[Begin]

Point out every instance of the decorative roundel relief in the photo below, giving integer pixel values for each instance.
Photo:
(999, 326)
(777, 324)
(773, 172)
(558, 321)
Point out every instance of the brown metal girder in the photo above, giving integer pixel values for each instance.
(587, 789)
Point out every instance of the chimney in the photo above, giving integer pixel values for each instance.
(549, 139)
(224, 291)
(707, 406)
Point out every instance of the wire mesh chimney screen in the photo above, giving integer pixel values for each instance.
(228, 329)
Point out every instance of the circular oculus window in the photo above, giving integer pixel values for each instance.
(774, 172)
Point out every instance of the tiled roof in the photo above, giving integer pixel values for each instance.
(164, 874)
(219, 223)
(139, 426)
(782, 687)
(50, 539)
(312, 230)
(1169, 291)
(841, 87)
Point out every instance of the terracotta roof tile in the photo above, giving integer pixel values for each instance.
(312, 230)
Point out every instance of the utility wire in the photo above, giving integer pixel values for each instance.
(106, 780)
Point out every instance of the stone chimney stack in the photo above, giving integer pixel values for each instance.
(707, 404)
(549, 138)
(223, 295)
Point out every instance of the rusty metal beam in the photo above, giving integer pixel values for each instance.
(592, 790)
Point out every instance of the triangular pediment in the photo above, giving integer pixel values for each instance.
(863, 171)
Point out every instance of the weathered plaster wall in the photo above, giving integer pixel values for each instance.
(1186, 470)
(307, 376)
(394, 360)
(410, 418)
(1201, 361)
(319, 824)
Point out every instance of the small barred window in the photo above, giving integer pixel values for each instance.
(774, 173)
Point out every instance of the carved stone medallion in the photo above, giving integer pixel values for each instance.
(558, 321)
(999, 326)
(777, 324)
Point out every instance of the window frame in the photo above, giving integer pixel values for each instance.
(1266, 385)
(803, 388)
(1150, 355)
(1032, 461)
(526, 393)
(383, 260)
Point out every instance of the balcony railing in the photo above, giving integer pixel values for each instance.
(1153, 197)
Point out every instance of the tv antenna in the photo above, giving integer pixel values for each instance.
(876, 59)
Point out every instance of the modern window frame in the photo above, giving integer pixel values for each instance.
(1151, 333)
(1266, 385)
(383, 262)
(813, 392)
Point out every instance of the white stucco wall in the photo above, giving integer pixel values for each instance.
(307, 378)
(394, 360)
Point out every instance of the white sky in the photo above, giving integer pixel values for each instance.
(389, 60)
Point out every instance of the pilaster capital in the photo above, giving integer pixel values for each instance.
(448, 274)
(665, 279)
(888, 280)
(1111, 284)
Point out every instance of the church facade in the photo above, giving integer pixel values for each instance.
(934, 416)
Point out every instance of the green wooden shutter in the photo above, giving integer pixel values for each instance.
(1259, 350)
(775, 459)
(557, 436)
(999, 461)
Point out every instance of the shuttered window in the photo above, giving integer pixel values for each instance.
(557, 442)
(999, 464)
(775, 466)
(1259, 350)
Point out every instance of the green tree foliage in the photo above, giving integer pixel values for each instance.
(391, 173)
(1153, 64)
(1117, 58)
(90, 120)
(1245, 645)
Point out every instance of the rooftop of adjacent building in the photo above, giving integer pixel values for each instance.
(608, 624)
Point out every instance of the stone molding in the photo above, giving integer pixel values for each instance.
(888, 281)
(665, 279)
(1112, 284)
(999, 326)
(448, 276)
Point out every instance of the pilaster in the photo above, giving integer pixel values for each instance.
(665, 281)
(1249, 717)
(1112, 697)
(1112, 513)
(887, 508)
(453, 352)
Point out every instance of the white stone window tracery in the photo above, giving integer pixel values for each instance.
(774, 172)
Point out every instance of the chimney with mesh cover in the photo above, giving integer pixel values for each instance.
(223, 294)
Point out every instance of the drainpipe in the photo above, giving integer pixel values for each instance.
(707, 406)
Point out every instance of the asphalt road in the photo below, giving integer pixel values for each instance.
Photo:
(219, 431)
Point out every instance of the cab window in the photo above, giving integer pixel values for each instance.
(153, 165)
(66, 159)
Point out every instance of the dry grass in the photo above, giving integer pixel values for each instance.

[End]

# What you should do
Write out every line from the records above, word for word.

# Completed task
Point out every instance of the decorative roundel relief in the photo below, giving integer pixel values for each instance.
Photo:
(999, 326)
(777, 324)
(773, 172)
(558, 321)
Point out every instance of the brown metal girder in the photo above, giving integer pixel values for each instance.
(587, 789)
Point out every instance of the chimney in the photo above, giving integer pixel values for each instance.
(549, 139)
(224, 291)
(707, 406)
Point out every instance of the wire mesh chimney screen in the photo above, giving integer pixel values for each instance.
(228, 329)
Point out every instance of the circular oculus window in the photo above, giving integer pixel values for each instance.
(774, 172)
Point out every instance of the tiled roof in the photo above, giving integer pixel values for each instance.
(164, 874)
(219, 223)
(139, 426)
(782, 687)
(50, 539)
(312, 230)
(1169, 291)
(841, 87)
Point out every instance of the terracotta roof tile in the photo above, giving integer pixel values for each instance.
(312, 230)
Point out every instance of the utility wire in the photo above, giving integer pixel values for each instance.
(106, 780)
Point out every instance of the stone chimney stack in the photo above, giving integer pixel values for each instance.
(707, 404)
(549, 138)
(223, 295)
Point out every instance of the rusty metal beam in the photo above, giving integer pixel values for each instance.
(592, 790)
Point out every instance of the triangular pediment in the photo above, giving integer pixel values for each instance.
(863, 171)
Point out every instance of the weathered plaster wall in the photo above, giving integer pixel values for each instance.
(1186, 470)
(307, 376)
(394, 360)
(410, 418)
(1201, 361)
(319, 824)
Point out every instance of the small barred window in the photo above, giving integer pixel values for each instance.
(774, 173)
Point out every instance of the carved stone medallion in the photo above, giving integer pixel values for each instance.
(558, 321)
(999, 326)
(777, 324)
Point out every instance of the window frame in the photo above, giving integer pixel values for each instance.
(1266, 385)
(803, 388)
(1150, 355)
(1032, 461)
(526, 393)
(383, 260)
Point out every instance of the balcony railing in the photo above, giving integer pixel values for each instance.
(1153, 197)
Point out every instance of the tv antenna in the photo above, giving integer pixel values for each instance.
(876, 59)
Point out every instance of the modern window frame in the photo above, giving integer pixel values for each instance.
(1151, 333)
(1266, 385)
(383, 262)
(813, 392)
Point out every instance of the white stucco wall in the photo above, giving integer pixel values for each instance.
(307, 378)
(394, 360)
Point out every instance of the white sky in the photo above, giving integer pixel values for each instance.
(389, 60)
Point out every instance of the pilaster capital in the photo above, giving integer pixel values for each instance.
(448, 274)
(665, 279)
(888, 280)
(1111, 284)
Point out every instance of the church facade in the photo above, giving integer pixel values for each instance.
(934, 416)
Point out every instance of the green wooden shutter in the photo above, giving integer pixel values for each instance.
(1259, 350)
(775, 459)
(557, 436)
(999, 461)
Point out every instance of the shuttered window in the photo above, giving integer pixel values for each instance.
(557, 442)
(999, 464)
(775, 466)
(1259, 350)
Point out every instance of the green tree foliage in the photo above, giving integer pixel values for each instance.
(391, 173)
(1153, 64)
(1117, 58)
(90, 120)
(1245, 645)
Point out every instance of the rooftop of adjacent building in the photo above, giving integer pixel values for each instance.
(608, 624)
Point out every instance of the stone molding in the photo above, giving integer pixel values for each instance.
(888, 281)
(665, 279)
(1112, 284)
(999, 326)
(448, 276)
Point out every instance of the pilaster in the photo above, giving integer pixel values for each instance.
(665, 281)
(1249, 717)
(1112, 697)
(1112, 513)
(887, 508)
(453, 352)
Point out every instance of the white stone window tracery in the photo above, giving integer pixel values for each instance.
(774, 172)
Point out every instance of the chimney with mesh cover in the photo above, giving integer pixel values for each instance.
(223, 294)
Point out every instance of the drainpipe in the photo above, giving integer pixel values for each instance.
(707, 406)
Point out every instance of the asphalt road in the photo below, giving integer pixel values for each instance.
Photo:
(219, 431)
Point out every instance of the cab window in the photo above, giving integer pixel values for each instance.
(153, 165)
(66, 159)
Point out every instance of the dry grass in the photo above, giving integer pixel values for each instance.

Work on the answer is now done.